Team creation, context creation, and NO COLLECTIVES teams

gmegan commented 5 years ago

The section at the end of the teams intro about synchronization between team creation events is confusing and convoluted.

The requirements to avoid synchronization between team create events are too esoteric. Right now a team created with NO_COLLECTIVE and 0 contexts does not require sync between team create. But when we add heaps, that will change this requirement. Propose to put a config option NO_RESOURCE that makes a team that is a numeric mapping only and any config options for contexts, collectives, heaps, etc are ignored.

The requirement to sync on ancestor team when teams are created from a NO_COLLECTIVE team parent is problematic. It means there is an induced graph of team inheritance that the user has to care about and that the implementation has to enforce. Overall, the creation of new teams from arbitrary sets of PEs needs as much automatic work from the library as is feasible, otherwise removing pSync and pWrk will just punt the problem into these convoluted synchronization requirements.

The issue is when this sequence of operations is executed:

split team A from team world, where team A = PEs {0-6} , and does not support collectives
split team Z from team world, where team Z = PEs {0-4} , and does not support collectives
split team B from team A, where team B = PEs {0, 2, 4}, and supports collectives
split team C from team A, where team C = PEs {0, 3, 6}, and supports collectives
split team X from team Z, where team X = PEs {2, 3}, and supports collectives

So teams X, B and C both need to do some operations to setup symmetric resources for collectives. This requires using some existing symmetric resources to bootstrap the new symmetric resources. Neither teams A or Z has any symmetric resources to bootstrap team creation, so the only resources to bootstrap new teams are the global symmetric resources.

> [Provided data]:
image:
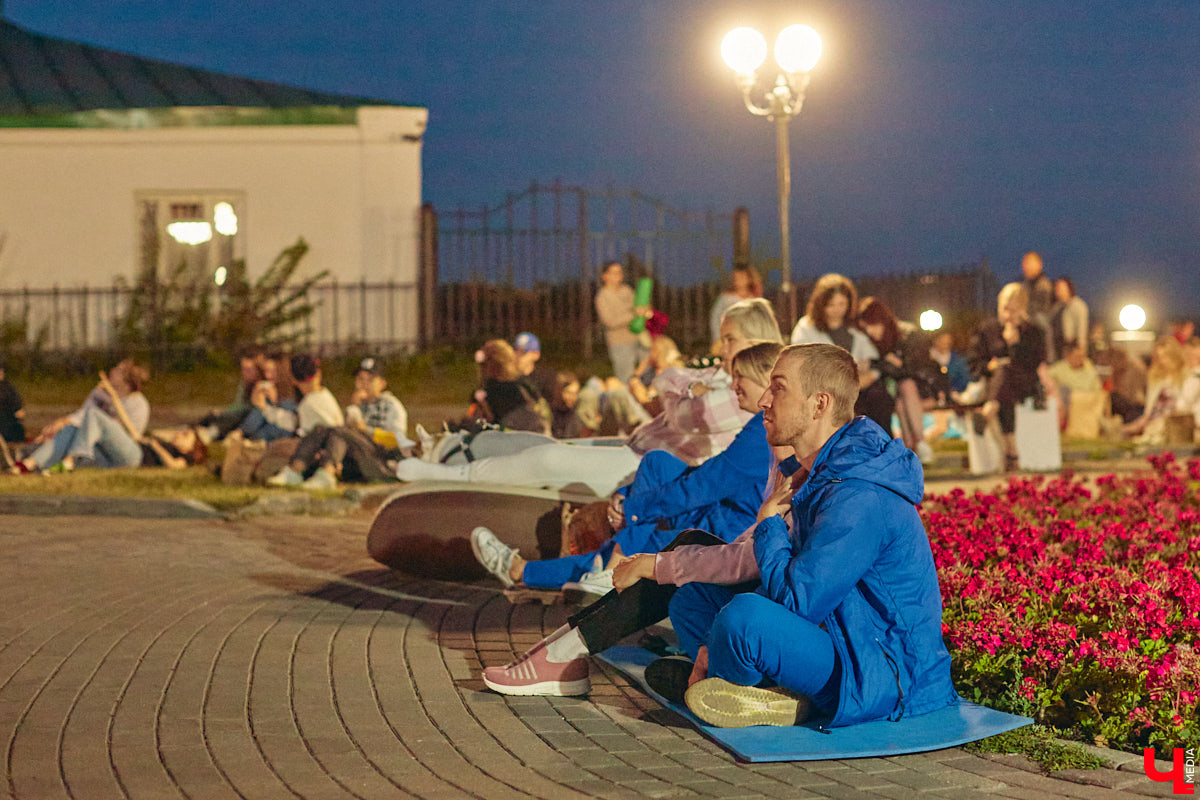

> [The tasks]:
#1 In the team-creation issue, what config option does the poster propose for a team that is only a numeric mapping?
#2 Retype the team-creation issue between "gmegan commented 5" and "etc are ignored.", inclusive.
The data has nothing to do with the team-creation issue.

> [Results in order]:
#1 NO_RESOURCE

#2
gmegan commented 5 years ago

The section at the end of the teams intro about synchronization between team creation events is confusing and convoluted.

The requirements to avoid synchronization between team create events are too esoteric. Right now a team created with NO_COLLECTIVE and 0 contexts does not require sync between team create. But when we add heaps, that will change this requirement. Propose to put a config option NO_RESOURCE that makes a team that is a numeric mapping only and any config options for contexts, collectives, heaps, etc are ignored.